**WHAT THE TASK ASKS**
List every line of the material below that contains the word "temple". Matches must have the same capitalization.

Excerpts from a detection dataset

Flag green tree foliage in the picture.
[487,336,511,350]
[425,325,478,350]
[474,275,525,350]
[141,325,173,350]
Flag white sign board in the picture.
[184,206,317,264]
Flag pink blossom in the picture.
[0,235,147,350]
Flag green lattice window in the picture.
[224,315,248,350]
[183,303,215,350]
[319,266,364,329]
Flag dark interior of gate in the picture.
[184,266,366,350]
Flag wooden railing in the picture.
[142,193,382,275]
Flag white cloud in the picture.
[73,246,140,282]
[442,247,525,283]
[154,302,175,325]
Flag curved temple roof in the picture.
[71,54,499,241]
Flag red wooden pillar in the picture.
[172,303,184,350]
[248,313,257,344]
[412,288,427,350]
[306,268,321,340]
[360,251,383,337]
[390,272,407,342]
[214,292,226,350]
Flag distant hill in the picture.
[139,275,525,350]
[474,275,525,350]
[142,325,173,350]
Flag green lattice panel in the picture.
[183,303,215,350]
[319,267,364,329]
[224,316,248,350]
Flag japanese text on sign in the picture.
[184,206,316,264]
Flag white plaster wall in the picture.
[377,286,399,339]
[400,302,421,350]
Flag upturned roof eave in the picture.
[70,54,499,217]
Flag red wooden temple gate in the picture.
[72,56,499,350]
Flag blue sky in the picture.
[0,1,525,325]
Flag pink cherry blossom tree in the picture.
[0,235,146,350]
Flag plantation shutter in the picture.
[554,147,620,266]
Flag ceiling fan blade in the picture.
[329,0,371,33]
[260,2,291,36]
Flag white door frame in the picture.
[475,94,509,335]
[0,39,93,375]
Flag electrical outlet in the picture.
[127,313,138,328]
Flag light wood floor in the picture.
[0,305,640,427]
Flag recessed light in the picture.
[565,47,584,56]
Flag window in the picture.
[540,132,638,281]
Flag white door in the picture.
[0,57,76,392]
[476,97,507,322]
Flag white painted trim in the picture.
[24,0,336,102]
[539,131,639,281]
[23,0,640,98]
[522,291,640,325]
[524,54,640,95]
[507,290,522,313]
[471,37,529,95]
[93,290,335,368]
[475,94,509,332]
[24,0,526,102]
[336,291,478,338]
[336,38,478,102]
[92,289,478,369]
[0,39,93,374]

**TASK OUTPUT**
Flag curved temple roof in the picture.
Flag red wooden temple gate in the picture.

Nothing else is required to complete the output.